■ Problem details: Copy the records below line for line, with no changes, and omit the pictures from your copy.

■ Given information:
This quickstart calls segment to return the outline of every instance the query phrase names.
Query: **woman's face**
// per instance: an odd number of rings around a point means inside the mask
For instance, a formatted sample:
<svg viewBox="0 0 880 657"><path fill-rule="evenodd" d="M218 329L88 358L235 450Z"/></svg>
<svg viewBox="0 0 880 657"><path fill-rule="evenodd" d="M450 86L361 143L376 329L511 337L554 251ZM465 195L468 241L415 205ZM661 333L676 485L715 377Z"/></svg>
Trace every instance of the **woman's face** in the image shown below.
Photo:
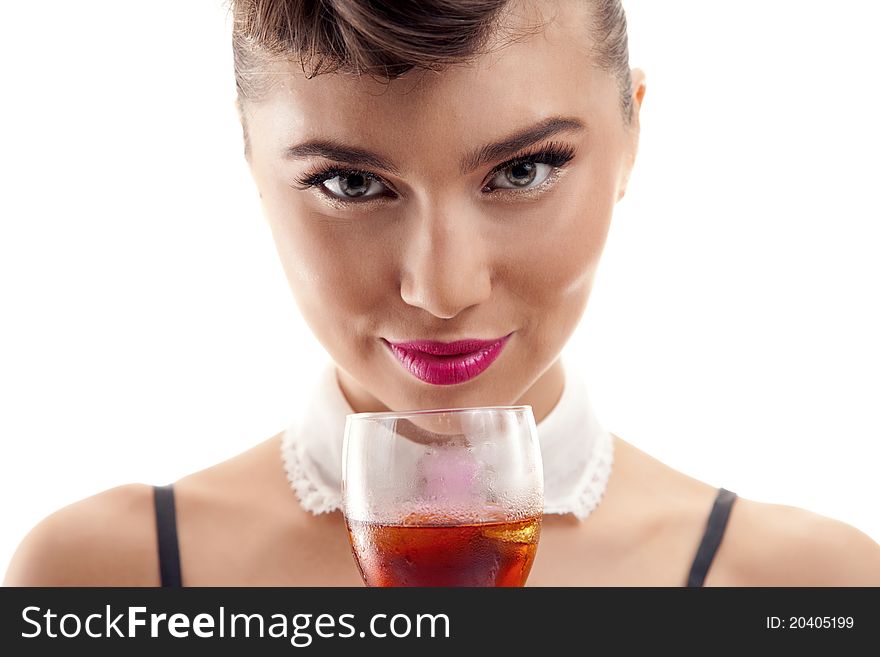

■ Result below:
This quickstart calls segment to return the outline of every instance the query phrase names.
Query: **woman's face**
// per instance: an odd number of rings around a point means inside the mask
For instance, a formatted sample:
<svg viewBox="0 0 880 657"><path fill-rule="evenodd" d="M218 329L88 358L235 450Z"/></svg>
<svg viewBox="0 0 880 657"><path fill-rule="evenodd" d="M450 86L361 143L376 329L511 337L554 251ZM465 195L468 241L415 205ZM661 333L676 485L715 377Z"/></svg>
Trace every instance of the **woman's face** in the image shown below.
Photo:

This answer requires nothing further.